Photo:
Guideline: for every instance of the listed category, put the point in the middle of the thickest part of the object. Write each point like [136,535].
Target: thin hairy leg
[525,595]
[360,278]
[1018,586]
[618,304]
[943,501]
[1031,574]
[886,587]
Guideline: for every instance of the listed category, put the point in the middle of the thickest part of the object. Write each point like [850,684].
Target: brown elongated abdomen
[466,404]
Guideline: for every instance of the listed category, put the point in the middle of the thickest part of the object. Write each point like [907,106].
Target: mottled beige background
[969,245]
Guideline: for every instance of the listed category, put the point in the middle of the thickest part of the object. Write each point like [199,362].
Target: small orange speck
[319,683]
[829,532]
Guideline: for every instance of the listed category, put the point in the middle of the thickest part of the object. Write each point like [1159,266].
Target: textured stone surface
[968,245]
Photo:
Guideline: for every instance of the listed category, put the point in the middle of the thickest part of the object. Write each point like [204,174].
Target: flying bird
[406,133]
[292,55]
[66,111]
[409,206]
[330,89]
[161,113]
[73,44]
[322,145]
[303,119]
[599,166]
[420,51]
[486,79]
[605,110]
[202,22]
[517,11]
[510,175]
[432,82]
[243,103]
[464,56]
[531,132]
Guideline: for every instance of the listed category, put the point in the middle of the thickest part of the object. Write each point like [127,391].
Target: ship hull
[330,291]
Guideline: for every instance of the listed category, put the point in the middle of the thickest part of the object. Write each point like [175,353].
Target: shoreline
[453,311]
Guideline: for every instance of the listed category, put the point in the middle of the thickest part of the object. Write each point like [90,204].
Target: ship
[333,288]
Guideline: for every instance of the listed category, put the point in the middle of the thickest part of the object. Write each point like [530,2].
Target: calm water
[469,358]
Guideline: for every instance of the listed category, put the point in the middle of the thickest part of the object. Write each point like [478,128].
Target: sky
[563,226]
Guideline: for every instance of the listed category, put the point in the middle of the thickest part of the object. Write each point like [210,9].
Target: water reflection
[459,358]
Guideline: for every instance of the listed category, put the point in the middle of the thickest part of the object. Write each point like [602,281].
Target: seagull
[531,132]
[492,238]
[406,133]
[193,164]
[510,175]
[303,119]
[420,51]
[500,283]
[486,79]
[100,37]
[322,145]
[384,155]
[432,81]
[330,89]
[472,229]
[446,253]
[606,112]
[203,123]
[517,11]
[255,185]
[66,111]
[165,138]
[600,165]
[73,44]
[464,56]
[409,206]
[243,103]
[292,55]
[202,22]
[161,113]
____
**Task**
Transcribe all of the material exactly. Omit nothing.

**Final result**
Photo:
Guideline: for every instance of the listed category, put the point in the middle of the thickest part of the object. Write each point like [136,535].
Target: thin hairy leg
[525,595]
[360,278]
[1018,586]
[618,304]
[943,501]
[1031,574]
[886,587]
Guideline: for every instance of the listed category, put the point in the middle of the thickest part of the object. Write each point like [850,684].
Target: brown elongated abdomen
[466,404]
Guideline: for every instance of the listed category, put the point in the middle of the thickest part of the object. Write each point like [907,106].
Target: mottled beige background
[969,245]
Guideline: for every instance of the listed category, put the point in the middle of the thickest part of the object. Write each point like [199,362].
Target: small orange speck
[319,683]
[829,532]
Guideline: for every instance of the listed category, put the point in the middle of the thickest part of the object. Write each point like [1159,266].
Target: textured stone surface
[968,245]
Photo:
Guideline: for every instance of the listed category, put the point in the middle of the thickest part of the object. Write each point like [204,174].
Target: flying bird
[406,133]
[292,55]
[66,111]
[409,206]
[330,89]
[161,113]
[73,44]
[322,145]
[303,119]
[599,166]
[420,51]
[486,79]
[605,110]
[202,22]
[517,11]
[510,175]
[432,82]
[243,103]
[464,56]
[531,132]
Guideline: for every instance of the listed category, put the point in the middle of the thickest part of the object. Write each point like [127,391].
Target: ship hull
[330,291]
Guideline: for every instance of the listed category, put the point in the middle of the thickest part of the object. Write each point like [175,353].
Target: shoreline
[453,311]
Guideline: for every instance of the listed category, put the point in the middle of the thickest part of the object. Write each point like [90,204].
Target: ship
[333,288]
Guideline: for every instance of the listed category, put the point in the middle of the thickest part of the object. Write each point like [530,2].
Target: calm water
[469,358]
Guideline: for every instance of the listed category, put the point in the middle of the thickest part of the object. Write each point like [478,128].
Target: sky
[563,226]
Guideline: for every instance of the listed category, put the point in the middle of the thickest part of the object. Write each point like [210,9].
Target: water reflection
[459,358]
Guideline: for every instance of the listed category, put the point in the middle of the thickest part of the object. Write each point like [602,281].
Target: seagull
[531,132]
[492,238]
[406,133]
[193,164]
[510,175]
[303,119]
[420,51]
[500,283]
[486,79]
[100,37]
[322,145]
[384,155]
[432,81]
[330,89]
[472,229]
[446,253]
[606,112]
[203,123]
[517,11]
[255,185]
[66,111]
[165,138]
[600,165]
[73,44]
[464,56]
[409,206]
[243,103]
[292,55]
[202,22]
[161,113]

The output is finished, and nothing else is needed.